> **Task item**: Reproduce, exactly as they appear, the line containing "Query: dark pipe interior" and every line after it, ending with the last line of the records.

(Collection entries)
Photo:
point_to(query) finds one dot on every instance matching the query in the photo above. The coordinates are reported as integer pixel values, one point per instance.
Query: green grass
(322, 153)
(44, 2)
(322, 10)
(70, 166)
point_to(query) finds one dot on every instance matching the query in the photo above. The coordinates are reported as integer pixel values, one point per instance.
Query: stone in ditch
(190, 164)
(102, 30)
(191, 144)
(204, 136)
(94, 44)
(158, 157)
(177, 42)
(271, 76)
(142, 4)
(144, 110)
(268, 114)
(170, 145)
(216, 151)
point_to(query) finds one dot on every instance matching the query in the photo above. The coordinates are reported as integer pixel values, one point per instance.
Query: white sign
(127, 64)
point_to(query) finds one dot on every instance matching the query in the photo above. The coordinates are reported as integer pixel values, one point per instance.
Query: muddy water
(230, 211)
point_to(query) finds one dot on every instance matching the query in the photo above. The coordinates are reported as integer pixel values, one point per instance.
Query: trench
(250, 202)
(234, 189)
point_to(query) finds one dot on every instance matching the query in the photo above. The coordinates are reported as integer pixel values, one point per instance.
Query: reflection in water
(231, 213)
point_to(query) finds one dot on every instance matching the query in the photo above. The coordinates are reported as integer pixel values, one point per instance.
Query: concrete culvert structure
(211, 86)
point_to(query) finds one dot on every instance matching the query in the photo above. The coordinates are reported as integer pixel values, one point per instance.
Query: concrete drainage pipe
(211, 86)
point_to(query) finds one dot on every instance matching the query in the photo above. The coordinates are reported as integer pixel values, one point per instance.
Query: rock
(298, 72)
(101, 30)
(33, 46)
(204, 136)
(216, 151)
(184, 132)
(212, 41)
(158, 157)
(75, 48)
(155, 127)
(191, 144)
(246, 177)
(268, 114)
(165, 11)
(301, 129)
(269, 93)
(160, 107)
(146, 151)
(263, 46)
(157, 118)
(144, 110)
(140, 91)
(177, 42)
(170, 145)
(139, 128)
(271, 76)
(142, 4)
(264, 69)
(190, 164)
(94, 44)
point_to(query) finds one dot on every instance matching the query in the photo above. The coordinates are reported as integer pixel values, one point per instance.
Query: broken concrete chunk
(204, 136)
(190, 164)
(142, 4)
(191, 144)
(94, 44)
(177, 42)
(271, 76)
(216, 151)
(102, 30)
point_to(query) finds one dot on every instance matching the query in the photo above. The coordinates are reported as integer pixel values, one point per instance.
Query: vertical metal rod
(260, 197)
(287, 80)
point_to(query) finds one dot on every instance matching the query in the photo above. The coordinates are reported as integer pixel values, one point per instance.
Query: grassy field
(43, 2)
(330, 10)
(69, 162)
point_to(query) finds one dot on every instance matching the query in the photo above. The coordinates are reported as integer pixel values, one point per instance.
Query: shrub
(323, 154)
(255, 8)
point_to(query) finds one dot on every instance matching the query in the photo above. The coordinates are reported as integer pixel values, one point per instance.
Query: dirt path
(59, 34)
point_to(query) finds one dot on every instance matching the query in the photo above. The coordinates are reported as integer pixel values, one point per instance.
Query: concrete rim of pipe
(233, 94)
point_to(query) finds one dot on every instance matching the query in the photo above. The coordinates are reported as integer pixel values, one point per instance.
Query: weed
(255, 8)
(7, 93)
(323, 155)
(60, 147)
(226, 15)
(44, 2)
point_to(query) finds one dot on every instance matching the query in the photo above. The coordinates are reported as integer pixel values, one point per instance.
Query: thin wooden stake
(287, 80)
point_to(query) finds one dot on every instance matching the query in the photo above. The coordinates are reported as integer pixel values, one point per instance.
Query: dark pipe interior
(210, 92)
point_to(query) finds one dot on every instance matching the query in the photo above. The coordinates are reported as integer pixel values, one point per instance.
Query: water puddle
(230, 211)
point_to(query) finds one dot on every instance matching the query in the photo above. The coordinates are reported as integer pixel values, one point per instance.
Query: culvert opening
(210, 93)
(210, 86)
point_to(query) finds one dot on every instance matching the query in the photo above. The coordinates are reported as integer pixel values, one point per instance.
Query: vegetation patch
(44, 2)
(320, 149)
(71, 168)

> **Task output**:
Query: dark pipe interior
(210, 92)
point_to(query) finds one dot on every instance matching the query in the photo above. The coordinates are reported as integer pixel values, one point per instance.
Query: water puddle
(230, 211)
point_to(query) finds one dot on every instance matching the query in the photo above. The coordinates are reported as integer pixel values, one point per instance.
Query: culvert opening
(210, 93)
(210, 86)
point_to(query) finds one dot on every instance matching the query in the photo above. The coordinates are reported as integer pixel values, one point per instance.
Query: vegetation patch
(44, 2)
(320, 149)
(71, 168)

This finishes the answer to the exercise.